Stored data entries
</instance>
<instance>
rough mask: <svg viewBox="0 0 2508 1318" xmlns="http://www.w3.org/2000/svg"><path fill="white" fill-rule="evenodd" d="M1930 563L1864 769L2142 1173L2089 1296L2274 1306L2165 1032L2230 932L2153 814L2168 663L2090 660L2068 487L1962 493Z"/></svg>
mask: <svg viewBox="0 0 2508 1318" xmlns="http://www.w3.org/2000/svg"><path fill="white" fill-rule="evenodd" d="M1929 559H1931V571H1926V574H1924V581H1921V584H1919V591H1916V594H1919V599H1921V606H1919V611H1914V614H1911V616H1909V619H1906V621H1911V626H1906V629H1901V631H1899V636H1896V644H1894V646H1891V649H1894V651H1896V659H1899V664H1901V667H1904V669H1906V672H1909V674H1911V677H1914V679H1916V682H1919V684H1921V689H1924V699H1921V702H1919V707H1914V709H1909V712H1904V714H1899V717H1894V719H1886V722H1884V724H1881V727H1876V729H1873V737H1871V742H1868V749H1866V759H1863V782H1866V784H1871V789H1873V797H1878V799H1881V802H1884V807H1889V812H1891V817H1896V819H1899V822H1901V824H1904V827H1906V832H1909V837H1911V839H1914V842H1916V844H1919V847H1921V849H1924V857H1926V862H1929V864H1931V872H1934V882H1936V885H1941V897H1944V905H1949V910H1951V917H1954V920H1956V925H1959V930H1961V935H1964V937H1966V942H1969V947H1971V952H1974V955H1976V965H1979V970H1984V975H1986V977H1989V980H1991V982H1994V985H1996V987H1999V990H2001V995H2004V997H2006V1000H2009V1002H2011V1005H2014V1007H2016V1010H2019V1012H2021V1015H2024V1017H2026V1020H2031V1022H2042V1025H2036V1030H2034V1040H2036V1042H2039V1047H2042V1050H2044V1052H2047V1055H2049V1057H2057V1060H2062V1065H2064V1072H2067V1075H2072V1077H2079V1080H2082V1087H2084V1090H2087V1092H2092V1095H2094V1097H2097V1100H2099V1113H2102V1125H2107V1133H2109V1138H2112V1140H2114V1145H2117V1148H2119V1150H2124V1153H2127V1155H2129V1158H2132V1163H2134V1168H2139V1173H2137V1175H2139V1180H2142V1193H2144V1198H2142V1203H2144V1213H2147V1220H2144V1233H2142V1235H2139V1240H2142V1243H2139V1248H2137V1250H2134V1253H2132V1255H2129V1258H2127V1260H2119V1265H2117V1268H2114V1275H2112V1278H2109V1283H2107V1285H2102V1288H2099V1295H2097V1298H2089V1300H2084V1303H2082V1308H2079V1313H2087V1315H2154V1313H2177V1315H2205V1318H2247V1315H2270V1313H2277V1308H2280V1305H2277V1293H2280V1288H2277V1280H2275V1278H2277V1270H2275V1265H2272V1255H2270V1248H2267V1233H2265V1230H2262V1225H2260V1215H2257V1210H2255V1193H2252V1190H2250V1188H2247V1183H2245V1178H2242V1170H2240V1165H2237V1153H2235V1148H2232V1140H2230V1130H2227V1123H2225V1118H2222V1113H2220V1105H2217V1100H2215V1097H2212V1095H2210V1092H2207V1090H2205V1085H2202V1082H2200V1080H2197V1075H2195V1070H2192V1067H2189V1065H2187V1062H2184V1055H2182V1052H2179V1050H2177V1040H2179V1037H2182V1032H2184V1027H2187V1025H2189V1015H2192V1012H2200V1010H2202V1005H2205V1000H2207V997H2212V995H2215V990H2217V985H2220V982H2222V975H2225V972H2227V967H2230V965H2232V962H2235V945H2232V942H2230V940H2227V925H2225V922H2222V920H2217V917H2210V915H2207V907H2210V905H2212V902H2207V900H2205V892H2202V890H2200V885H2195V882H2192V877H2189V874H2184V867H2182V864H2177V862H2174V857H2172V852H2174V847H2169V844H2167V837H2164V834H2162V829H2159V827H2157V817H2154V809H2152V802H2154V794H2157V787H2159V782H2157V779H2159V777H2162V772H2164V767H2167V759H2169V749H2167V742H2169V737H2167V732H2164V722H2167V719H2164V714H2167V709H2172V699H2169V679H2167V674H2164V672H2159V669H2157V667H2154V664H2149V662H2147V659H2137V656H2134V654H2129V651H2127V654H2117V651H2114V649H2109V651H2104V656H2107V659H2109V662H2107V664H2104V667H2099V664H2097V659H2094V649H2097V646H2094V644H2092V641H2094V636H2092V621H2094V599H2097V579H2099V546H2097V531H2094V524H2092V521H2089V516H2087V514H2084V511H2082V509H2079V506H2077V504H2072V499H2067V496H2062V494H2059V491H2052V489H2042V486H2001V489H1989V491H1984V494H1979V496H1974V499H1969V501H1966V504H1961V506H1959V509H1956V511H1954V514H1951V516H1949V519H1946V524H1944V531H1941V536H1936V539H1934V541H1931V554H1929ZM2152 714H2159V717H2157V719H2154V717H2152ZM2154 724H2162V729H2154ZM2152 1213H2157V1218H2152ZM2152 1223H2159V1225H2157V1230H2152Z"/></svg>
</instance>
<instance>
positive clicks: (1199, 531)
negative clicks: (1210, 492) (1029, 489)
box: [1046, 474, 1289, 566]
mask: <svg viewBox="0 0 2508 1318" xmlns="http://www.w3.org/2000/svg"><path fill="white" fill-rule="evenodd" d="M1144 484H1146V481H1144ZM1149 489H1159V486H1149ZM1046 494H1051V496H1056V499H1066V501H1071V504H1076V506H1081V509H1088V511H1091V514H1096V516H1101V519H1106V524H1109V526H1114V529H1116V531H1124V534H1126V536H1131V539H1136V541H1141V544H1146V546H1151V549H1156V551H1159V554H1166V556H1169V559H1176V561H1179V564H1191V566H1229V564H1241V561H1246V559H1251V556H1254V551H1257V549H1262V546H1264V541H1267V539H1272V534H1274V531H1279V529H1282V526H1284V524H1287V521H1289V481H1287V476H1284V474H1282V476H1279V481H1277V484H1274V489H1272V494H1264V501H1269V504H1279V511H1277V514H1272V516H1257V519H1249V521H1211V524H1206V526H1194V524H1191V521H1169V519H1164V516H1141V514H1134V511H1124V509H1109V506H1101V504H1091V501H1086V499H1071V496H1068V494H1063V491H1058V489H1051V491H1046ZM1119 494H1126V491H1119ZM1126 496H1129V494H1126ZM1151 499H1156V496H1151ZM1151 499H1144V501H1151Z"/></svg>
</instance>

■ **EXERCISE OBJECTIVE**
The answer must be every line of the data that holds the word "clicks".

■ **RESPONSE TO THE EXERCISE**
positive clicks: (1199, 531)
negative clicks: (1210, 492) (1029, 489)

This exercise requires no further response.